#### EXERCISE DETAILS:
Go to the line that contains "Target: carved wooden door panel" and extract it along with every line after it, exactly, through the end of the data below.

*** Opening INPUT MATERIAL ***

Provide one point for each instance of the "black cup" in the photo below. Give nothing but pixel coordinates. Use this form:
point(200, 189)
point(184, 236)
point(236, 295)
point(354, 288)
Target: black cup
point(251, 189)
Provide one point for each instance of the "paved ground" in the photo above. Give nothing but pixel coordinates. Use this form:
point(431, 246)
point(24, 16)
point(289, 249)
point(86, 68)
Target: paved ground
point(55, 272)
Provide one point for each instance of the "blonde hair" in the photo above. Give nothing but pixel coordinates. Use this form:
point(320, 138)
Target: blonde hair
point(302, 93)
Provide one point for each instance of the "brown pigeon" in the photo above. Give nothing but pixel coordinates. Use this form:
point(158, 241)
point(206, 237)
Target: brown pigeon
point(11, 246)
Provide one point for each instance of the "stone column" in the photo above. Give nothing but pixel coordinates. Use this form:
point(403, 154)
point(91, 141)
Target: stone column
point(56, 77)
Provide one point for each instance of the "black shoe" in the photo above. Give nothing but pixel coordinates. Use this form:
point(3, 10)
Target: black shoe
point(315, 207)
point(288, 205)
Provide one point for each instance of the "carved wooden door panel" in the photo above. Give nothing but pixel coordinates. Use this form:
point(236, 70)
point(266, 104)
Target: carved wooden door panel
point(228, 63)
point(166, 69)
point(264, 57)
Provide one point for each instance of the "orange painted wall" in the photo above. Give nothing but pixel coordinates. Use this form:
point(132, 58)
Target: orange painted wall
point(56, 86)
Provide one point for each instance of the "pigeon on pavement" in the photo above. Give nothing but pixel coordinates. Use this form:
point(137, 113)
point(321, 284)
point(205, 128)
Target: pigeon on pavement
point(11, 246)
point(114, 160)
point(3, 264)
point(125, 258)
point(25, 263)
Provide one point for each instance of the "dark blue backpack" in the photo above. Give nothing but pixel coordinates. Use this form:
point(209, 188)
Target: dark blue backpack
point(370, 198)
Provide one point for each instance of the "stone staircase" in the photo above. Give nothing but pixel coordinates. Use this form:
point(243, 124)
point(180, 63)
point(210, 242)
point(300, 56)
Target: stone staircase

*** Closing INPUT MATERIAL ***

#### RESPONSE TO THIS TASK:
Target: carved wooden door panel
point(228, 63)
point(166, 69)
point(264, 57)
Provide one point for each instance of the "orange painted wall" in the photo above. Give nothing but pixel coordinates. Use this form:
point(132, 58)
Target: orange painted wall
point(56, 86)
Provide one point for each instance of the "pigeon on pavement" in the photo above. Give nothing but pixel coordinates. Use this form:
point(137, 113)
point(321, 284)
point(205, 128)
Target: pigeon on pavement
point(11, 246)
point(114, 160)
point(3, 264)
point(125, 258)
point(25, 263)
Provide one point for each instance of the "dark blue backpack" in the photo above. Give nothing but pixel coordinates. Use this form:
point(209, 188)
Target: dark blue backpack
point(370, 198)
Provide one point for each instance of the "stone staircase" in the photo above. Give nothing but pixel coordinates. Use this form:
point(243, 124)
point(180, 63)
point(210, 242)
point(300, 56)
Target: stone staircase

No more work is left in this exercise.